MATERIAL FOR THIS EXERCISE:
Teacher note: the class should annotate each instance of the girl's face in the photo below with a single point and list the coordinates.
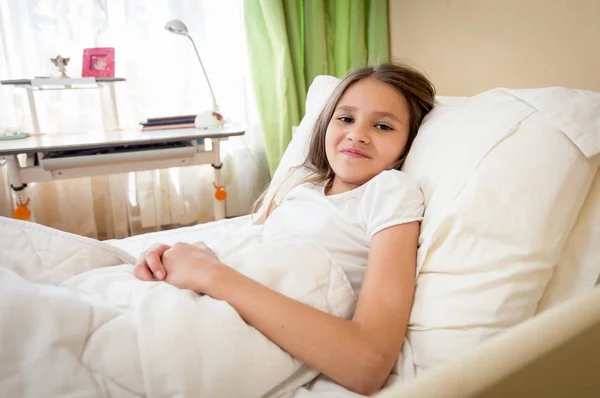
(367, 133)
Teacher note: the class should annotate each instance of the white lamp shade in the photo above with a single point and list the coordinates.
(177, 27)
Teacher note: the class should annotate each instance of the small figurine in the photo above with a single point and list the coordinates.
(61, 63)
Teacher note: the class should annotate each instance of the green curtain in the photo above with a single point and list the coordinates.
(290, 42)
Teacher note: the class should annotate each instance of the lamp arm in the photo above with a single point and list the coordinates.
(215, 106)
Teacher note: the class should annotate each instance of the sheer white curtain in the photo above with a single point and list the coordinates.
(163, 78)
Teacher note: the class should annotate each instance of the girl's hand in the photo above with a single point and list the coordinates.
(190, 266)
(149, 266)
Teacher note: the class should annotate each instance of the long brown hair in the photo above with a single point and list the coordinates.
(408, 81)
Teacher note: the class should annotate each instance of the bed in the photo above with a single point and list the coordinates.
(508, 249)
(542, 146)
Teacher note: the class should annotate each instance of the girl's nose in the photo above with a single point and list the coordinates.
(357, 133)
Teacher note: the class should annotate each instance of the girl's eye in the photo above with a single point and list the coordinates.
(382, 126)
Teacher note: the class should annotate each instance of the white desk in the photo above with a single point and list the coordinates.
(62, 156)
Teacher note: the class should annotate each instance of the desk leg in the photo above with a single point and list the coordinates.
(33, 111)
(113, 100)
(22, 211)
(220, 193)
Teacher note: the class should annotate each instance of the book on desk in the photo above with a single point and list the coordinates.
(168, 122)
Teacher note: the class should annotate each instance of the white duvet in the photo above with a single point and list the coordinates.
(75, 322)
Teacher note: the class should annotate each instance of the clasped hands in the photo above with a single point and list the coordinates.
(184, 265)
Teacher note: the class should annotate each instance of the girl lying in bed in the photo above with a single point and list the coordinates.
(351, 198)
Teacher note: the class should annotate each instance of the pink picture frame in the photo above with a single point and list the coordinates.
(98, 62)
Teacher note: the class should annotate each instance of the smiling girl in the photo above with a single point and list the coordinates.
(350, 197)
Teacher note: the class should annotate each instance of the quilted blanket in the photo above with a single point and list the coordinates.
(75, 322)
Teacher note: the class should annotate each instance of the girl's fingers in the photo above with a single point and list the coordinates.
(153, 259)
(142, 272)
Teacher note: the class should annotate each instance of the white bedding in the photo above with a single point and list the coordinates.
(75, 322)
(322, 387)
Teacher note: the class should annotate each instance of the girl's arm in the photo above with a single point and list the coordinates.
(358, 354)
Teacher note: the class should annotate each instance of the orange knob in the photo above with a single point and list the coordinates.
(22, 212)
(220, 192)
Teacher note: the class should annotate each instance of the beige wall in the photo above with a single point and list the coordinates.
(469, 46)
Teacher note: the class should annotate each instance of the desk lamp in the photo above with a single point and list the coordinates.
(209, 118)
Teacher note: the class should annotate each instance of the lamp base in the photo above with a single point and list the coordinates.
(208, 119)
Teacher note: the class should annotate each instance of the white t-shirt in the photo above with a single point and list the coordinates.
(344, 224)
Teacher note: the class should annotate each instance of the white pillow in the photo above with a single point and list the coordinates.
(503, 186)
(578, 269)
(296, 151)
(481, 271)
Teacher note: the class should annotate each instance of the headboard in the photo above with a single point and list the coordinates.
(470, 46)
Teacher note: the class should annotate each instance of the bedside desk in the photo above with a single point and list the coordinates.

...

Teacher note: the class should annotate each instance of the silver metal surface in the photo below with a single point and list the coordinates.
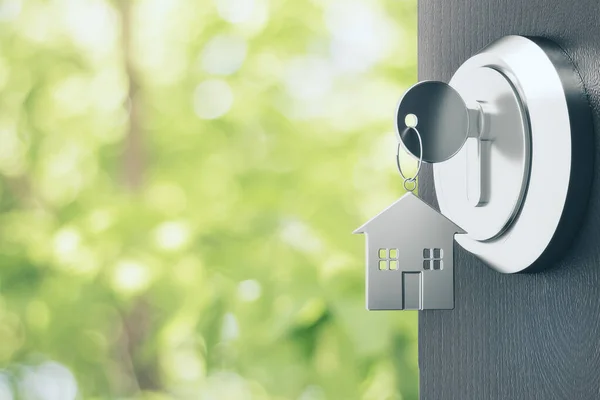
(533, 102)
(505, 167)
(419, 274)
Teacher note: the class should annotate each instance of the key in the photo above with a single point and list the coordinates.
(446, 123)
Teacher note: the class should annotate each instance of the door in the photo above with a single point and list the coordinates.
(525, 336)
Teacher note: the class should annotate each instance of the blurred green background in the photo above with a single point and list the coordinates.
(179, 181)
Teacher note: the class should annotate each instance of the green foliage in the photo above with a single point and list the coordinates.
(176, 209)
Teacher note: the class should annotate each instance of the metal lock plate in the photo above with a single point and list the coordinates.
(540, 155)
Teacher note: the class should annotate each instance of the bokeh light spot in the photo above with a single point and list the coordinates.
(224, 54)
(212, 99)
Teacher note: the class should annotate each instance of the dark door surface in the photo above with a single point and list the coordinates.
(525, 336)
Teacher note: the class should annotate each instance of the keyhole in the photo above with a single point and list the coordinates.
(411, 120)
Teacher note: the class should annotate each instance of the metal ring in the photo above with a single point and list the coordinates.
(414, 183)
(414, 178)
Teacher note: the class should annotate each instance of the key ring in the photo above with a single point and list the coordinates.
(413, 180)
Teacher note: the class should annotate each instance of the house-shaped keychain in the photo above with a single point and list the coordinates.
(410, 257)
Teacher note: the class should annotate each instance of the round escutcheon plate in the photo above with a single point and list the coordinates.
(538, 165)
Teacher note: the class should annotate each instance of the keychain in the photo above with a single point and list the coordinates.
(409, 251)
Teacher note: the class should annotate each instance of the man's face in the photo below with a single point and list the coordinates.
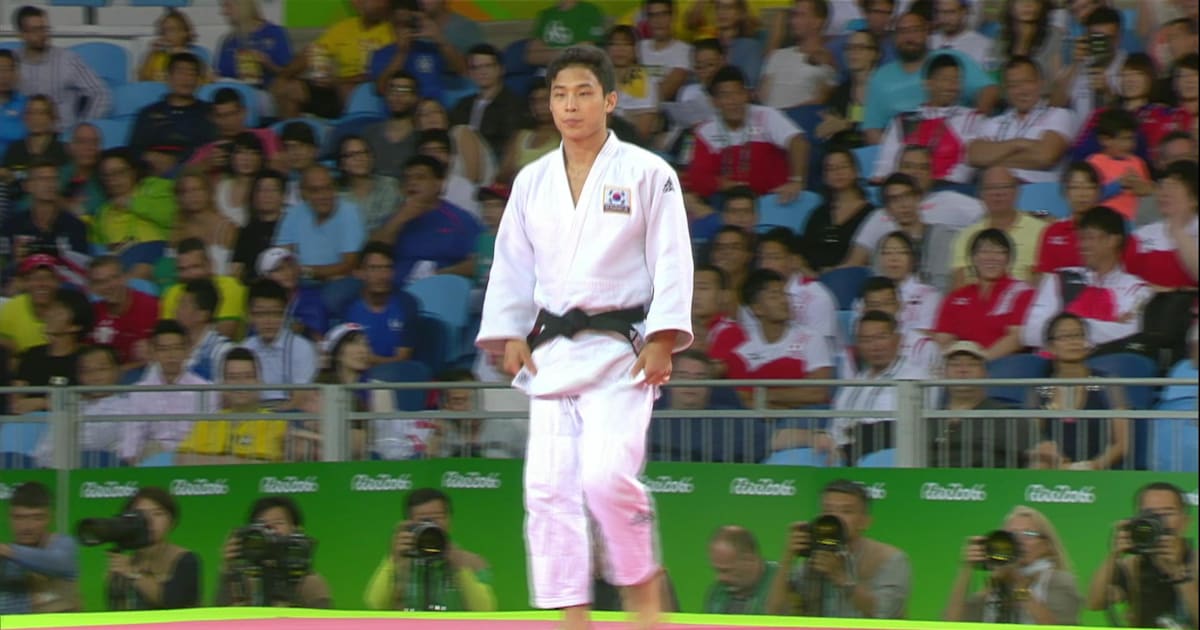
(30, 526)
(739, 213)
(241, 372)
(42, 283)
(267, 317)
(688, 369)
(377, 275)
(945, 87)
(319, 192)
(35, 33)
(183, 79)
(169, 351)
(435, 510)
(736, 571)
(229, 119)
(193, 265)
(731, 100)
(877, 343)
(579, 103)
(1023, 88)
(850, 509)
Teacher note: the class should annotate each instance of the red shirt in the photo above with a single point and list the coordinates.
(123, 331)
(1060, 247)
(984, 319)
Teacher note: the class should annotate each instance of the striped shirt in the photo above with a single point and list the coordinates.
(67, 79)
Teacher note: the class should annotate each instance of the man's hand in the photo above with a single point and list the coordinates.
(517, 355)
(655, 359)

* * *

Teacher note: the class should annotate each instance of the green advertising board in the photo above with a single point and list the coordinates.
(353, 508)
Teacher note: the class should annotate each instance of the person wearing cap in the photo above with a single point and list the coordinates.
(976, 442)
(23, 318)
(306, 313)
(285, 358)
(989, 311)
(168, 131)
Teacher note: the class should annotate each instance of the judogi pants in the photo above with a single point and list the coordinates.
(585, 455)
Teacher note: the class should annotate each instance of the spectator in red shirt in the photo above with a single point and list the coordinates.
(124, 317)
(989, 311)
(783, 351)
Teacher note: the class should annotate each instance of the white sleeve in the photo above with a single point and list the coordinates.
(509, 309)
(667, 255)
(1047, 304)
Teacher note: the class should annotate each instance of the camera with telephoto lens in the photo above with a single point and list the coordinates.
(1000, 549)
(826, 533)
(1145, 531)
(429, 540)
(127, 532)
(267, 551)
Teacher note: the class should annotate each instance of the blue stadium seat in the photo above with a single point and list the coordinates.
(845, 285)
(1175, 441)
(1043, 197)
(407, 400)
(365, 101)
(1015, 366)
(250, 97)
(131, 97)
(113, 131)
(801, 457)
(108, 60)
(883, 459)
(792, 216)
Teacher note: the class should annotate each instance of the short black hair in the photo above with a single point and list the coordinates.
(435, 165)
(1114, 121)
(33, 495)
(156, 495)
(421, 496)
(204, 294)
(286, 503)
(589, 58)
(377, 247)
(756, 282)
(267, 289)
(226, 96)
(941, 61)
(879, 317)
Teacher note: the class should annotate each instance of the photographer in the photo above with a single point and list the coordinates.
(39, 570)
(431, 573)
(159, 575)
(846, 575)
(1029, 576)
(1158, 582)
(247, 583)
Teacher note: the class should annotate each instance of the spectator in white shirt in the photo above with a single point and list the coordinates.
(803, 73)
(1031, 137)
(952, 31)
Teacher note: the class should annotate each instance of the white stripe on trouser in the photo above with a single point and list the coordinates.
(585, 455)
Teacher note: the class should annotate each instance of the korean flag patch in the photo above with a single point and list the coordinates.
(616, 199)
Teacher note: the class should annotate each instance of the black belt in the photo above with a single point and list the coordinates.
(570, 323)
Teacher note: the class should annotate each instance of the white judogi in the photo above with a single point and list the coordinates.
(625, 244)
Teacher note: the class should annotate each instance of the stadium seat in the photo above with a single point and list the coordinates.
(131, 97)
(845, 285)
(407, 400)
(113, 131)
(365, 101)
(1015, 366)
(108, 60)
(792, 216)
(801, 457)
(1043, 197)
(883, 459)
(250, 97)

WHAT YOU SHOULD DO: From the material above, copy exactly the lines between the line holding "of the beige" and the line holding "of the bedside", inclusive, and only those.

ANSWER TO THIS EXERCISE:
Teacher note: the class should annotate each instance of the beige wall in the photo above with a single point and list the coordinates.
(469, 46)
Teacher note: the class should annotate each instance of the desk lamp in the photo above with a single point and list the coordinates.
(209, 118)
Teacher note: the class should annotate each instance of the lamp base in the photo above with a single point and list the coordinates.
(208, 119)
Teacher note: the class should annotate each instance of the white t-shirt in the photo above with a single point and list the coordinates.
(344, 224)
Teacher note: the class should annotate each instance of the white pillow in the photo above with a single point and list the coordinates.
(503, 186)
(578, 269)
(296, 151)
(481, 271)
Teacher note: the class should annotate each instance of the headboard in the photo above with a single point and list the coordinates.
(470, 46)
Teacher note: the class should annotate each instance of the bedside desk in the photo above with a single point and list the coordinates.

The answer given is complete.